The selection of the mixture stream 12 temperature is also determined by the composition of the feedstock materials. When the feedatock contains higher amounts of lighter hydrocarbons, the temperature of the mixture stream 12 can be set lower. As a result, the amount of fluid used in the first sparger 4 is increased and/or the amount of primary dilution steam used in the second sparger 8 is decreased since these amounts directly impact the temperature of the mixture stream 12. When the feedstock contains a higher amount of non-volatile hydrocarbons, the temperature of the mixture stream 12 should be set higher. As a result, the amount of fluid used in the first sparger 4 is decreased while the amount of primary dilution steam used in the second sparger 8 is increased. By carefully selecting a mixture stream temperature, the present invention can find applications in a wide variety of feedstock materials.

Typically, the temperature of the mixture stream 12 is set and controlled at between 600 and 950° F. (310 and 510° C.), preferably between 700 and 920° F. (370 and 490° C.), more preferably between 750 and 900° F. (400 and 480° C.), and most preferably between 810 and 890° F. (430 and 475° C.). These values will change with the concentrating volatiles in the feedstock as discussed above.

The temperature of mixture stream 12 is controlled by a control system 7 which comprises at least a temperature sensor and any known control device, such as a computer application. Preferably, the temperature sensors are thermocouples. The control system 7 communicates with the fluid valve 14 and the primary dilution steam valve 15 so that the amount of the fluid and the primary dilution steam entering the two spargers is controlled.

▶ **DATASET EXCERPTS**
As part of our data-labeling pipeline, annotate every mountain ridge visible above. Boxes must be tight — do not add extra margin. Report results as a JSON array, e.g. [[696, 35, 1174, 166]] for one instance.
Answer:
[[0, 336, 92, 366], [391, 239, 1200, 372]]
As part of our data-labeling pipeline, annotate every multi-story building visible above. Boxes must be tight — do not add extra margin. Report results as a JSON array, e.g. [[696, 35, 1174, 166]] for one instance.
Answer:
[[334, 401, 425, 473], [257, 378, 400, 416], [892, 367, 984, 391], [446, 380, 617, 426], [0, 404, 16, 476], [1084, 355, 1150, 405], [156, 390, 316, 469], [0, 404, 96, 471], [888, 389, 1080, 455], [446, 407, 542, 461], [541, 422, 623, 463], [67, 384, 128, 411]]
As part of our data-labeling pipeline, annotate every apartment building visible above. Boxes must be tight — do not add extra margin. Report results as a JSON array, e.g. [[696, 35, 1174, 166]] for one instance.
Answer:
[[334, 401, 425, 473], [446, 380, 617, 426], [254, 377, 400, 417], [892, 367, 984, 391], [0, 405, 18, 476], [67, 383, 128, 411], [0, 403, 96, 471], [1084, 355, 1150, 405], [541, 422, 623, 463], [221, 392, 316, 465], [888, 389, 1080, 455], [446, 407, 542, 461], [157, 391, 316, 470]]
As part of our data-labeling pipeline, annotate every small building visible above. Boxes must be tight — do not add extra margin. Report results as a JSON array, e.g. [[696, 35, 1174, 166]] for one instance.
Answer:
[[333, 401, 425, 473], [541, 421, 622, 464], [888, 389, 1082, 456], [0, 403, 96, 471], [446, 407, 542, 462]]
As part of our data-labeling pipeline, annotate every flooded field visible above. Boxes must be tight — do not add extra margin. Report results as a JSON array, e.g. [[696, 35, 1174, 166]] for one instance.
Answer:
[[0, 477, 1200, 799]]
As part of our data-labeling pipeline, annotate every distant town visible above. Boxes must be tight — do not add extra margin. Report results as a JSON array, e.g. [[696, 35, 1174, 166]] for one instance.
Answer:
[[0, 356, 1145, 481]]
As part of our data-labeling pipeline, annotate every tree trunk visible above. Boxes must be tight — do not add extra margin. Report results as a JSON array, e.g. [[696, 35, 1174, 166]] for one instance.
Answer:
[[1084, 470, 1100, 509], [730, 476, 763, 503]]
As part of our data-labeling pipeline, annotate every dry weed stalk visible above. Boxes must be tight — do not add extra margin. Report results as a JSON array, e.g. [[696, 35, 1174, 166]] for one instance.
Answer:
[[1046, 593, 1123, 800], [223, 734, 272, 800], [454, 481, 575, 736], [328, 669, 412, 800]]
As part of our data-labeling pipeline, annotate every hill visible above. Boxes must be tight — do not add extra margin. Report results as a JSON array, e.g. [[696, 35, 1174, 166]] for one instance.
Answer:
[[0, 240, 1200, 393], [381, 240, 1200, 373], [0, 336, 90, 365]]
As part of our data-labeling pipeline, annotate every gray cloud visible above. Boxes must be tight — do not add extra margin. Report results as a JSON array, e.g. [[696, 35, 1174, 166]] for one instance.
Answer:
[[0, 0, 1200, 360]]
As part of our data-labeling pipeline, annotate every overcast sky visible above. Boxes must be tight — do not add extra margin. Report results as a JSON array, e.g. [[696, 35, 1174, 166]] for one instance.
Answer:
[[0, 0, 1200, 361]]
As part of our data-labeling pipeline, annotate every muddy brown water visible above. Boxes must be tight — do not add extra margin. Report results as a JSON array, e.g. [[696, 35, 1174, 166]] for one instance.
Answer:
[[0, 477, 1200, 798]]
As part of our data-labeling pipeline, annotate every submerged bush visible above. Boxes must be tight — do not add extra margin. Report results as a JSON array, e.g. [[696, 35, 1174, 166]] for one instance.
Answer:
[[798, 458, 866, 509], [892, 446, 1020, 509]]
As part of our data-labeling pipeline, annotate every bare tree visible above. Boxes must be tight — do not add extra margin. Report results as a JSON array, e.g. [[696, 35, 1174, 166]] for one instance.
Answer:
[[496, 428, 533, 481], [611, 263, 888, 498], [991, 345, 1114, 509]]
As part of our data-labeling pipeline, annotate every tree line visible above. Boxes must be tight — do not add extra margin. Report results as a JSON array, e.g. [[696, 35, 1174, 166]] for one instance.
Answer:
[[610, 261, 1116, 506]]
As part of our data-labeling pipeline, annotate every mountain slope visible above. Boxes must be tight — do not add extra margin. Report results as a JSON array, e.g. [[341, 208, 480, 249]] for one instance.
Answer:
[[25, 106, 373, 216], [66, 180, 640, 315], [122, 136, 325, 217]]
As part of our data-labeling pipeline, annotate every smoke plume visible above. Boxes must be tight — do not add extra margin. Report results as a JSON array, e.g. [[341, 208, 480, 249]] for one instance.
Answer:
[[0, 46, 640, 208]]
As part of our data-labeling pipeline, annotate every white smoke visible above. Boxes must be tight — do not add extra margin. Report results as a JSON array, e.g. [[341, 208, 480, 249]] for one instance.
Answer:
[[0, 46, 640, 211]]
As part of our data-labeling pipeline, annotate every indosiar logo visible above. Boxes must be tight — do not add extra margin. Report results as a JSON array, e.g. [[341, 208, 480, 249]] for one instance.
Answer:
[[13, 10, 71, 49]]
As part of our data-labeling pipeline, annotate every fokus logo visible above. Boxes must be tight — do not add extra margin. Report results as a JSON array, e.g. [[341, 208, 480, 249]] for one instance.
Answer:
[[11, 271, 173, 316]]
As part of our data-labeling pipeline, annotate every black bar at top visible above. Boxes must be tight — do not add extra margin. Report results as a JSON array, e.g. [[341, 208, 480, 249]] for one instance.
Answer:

▶ **WORK TO DO**
[1] Output the passage on mixture stream temperature word for word, starting at "Typically, the temperature" and ending at "as discussed above.".
[2] Condense the paragraph of the passage on mixture stream temperature that begins "The temperature of mixture stream 12 is controlled" into a short bulleted list, keeping its main facts.

▶ **PER-TASK OUTPUTS**
[1]
Typically, the temperature of the mixture stream 12 is set and controlled at between 600 and 950° F. (310 and 510° C.), preferably between 700 and 920° F. (370 and 490° C.), more preferably between 750 and 900° F. (400 and 480° C.), and most preferably between 810 and 890° F. (430 and 475° C.). These values will change with the concentrating volatiles in the feedstock as discussed above.

[2]
- Control system 7 controls the temperature of mixture stream 12.
- The system includes at least a temperature sensor, preferably thermocouples, and any known control device, such as a computer application.
- It communicates with fluid valve 14 and primary dilution steam valve 15 to control how much fluid and primary dilution steam enter the two spargers.